-- Begin EXERCISE INPUT --

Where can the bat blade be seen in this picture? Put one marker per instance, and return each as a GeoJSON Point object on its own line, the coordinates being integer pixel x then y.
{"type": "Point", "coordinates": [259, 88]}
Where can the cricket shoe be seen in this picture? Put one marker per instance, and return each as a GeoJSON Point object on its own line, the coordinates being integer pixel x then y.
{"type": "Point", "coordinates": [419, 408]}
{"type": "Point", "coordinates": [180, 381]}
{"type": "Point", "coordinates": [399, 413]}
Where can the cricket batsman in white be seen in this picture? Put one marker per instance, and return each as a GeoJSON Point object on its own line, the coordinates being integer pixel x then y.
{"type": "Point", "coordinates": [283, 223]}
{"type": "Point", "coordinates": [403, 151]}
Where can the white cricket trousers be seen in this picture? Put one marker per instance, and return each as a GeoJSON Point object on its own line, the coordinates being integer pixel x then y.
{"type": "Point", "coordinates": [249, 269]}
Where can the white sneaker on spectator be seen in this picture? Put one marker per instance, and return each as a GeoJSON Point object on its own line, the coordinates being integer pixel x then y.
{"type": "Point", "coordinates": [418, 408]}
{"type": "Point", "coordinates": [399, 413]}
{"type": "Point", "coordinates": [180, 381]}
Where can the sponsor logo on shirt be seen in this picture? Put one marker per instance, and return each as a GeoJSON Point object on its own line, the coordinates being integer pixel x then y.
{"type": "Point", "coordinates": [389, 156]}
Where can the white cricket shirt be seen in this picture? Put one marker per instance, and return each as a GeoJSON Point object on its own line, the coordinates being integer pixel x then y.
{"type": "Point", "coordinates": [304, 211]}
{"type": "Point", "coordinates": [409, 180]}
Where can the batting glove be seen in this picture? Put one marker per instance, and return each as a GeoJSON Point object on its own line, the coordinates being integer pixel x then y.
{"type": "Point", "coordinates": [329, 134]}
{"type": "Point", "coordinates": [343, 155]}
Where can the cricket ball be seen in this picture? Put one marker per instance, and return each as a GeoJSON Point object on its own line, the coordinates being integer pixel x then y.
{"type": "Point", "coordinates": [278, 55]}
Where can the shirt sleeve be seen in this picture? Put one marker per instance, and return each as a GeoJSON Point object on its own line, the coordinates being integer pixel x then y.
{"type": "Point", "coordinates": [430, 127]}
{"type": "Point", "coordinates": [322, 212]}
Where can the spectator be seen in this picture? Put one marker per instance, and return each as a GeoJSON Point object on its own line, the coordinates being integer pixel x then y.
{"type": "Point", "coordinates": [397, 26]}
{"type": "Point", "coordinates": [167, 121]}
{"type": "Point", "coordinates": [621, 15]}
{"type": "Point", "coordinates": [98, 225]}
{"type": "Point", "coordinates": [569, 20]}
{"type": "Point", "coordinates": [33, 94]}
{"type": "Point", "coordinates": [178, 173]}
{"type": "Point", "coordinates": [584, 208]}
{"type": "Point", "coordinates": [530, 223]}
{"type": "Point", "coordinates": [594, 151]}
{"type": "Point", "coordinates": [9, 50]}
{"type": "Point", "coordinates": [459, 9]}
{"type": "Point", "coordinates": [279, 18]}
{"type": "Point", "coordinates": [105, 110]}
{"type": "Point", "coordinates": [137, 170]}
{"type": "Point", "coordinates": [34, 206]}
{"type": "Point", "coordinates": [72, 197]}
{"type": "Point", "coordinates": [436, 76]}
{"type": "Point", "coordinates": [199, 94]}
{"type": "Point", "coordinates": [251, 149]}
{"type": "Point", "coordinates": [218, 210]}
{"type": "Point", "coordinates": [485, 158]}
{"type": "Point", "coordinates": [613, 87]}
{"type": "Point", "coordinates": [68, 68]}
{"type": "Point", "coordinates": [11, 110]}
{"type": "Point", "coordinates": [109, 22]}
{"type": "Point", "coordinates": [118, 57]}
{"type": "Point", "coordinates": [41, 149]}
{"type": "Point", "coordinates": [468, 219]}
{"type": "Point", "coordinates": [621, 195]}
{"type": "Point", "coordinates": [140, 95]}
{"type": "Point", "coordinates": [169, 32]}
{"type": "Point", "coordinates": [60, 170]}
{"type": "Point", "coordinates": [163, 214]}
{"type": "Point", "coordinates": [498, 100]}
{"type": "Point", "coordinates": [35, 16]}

-- End EXERCISE INPUT --

Print all of the data exactly as it was given.

Where can the bat blade be seen in this picture? Put one marker per instance, and return each as a GeoJSON Point object on its own line, the coordinates being integer pixel x then y.
{"type": "Point", "coordinates": [259, 88]}
Where can the cricket shoe be seen in this picture? Put one marker per instance, and return each as a GeoJSON Point object on its own line, the coordinates being integer pixel x then y.
{"type": "Point", "coordinates": [419, 408]}
{"type": "Point", "coordinates": [180, 381]}
{"type": "Point", "coordinates": [399, 413]}
Where can the cricket batsman in white be seen in this picture? Put one marker per instance, and return each as a GeoJSON Point object on its own line, the coordinates being integer pixel x then y.
{"type": "Point", "coordinates": [283, 223]}
{"type": "Point", "coordinates": [403, 151]}
Where can the white cricket trousers be seen in this picture? Put one marker per instance, and return each as a GeoJSON Point object on its own line, the coordinates being integer pixel x then y.
{"type": "Point", "coordinates": [249, 269]}
Where can the white sneaker on spectator be seen in this picture? Put one marker per instance, and return each as a GeoJSON Point object on its own line, the coordinates being integer pixel x then y.
{"type": "Point", "coordinates": [418, 408]}
{"type": "Point", "coordinates": [399, 413]}
{"type": "Point", "coordinates": [180, 381]}
Where can the sponsor logo on shirt be seen in this picture? Put one marker per instance, and return each as a GeoJSON Point object on its own line, the coordinates being integer pixel x then y.
{"type": "Point", "coordinates": [389, 156]}
Where can the white cricket shirt be seen in this picture? Put one marker per instance, and return each as a GeoJSON Point object on its own line, the coordinates being integer pixel x then y.
{"type": "Point", "coordinates": [304, 211]}
{"type": "Point", "coordinates": [409, 180]}
Where can the batting glove be seen in this picture? Put one marker per instance, and return each as a GeoJSON Point object on its own line, the coordinates being integer pixel x then y.
{"type": "Point", "coordinates": [329, 134]}
{"type": "Point", "coordinates": [343, 155]}
Where can the cricket ball be seen in this picture? Put one marker per instance, and return each as a GeoJSON Point object on its own line, the coordinates being integer pixel x then y.
{"type": "Point", "coordinates": [278, 55]}
Where can the shirt sleeve be seen in this picture? Put one marker per instance, and return each as a GeoJSON Point object on its own line, the coordinates being integer pixel x then y.
{"type": "Point", "coordinates": [430, 127]}
{"type": "Point", "coordinates": [322, 212]}
Where can the spectator be seen in this picture? Put one marker per instance, and return each as a GeoJSON Point object on its own line, the coordinates being integer pixel x then y.
{"type": "Point", "coordinates": [397, 26]}
{"type": "Point", "coordinates": [167, 121]}
{"type": "Point", "coordinates": [621, 15]}
{"type": "Point", "coordinates": [98, 225]}
{"type": "Point", "coordinates": [569, 20]}
{"type": "Point", "coordinates": [33, 94]}
{"type": "Point", "coordinates": [178, 173]}
{"type": "Point", "coordinates": [584, 208]}
{"type": "Point", "coordinates": [530, 223]}
{"type": "Point", "coordinates": [594, 151]}
{"type": "Point", "coordinates": [9, 50]}
{"type": "Point", "coordinates": [459, 9]}
{"type": "Point", "coordinates": [279, 18]}
{"type": "Point", "coordinates": [105, 110]}
{"type": "Point", "coordinates": [137, 170]}
{"type": "Point", "coordinates": [34, 206]}
{"type": "Point", "coordinates": [72, 197]}
{"type": "Point", "coordinates": [436, 76]}
{"type": "Point", "coordinates": [199, 94]}
{"type": "Point", "coordinates": [251, 149]}
{"type": "Point", "coordinates": [218, 210]}
{"type": "Point", "coordinates": [485, 158]}
{"type": "Point", "coordinates": [613, 87]}
{"type": "Point", "coordinates": [68, 68]}
{"type": "Point", "coordinates": [11, 110]}
{"type": "Point", "coordinates": [109, 22]}
{"type": "Point", "coordinates": [118, 57]}
{"type": "Point", "coordinates": [41, 149]}
{"type": "Point", "coordinates": [468, 219]}
{"type": "Point", "coordinates": [621, 195]}
{"type": "Point", "coordinates": [140, 95]}
{"type": "Point", "coordinates": [169, 32]}
{"type": "Point", "coordinates": [60, 170]}
{"type": "Point", "coordinates": [163, 214]}
{"type": "Point", "coordinates": [498, 100]}
{"type": "Point", "coordinates": [35, 16]}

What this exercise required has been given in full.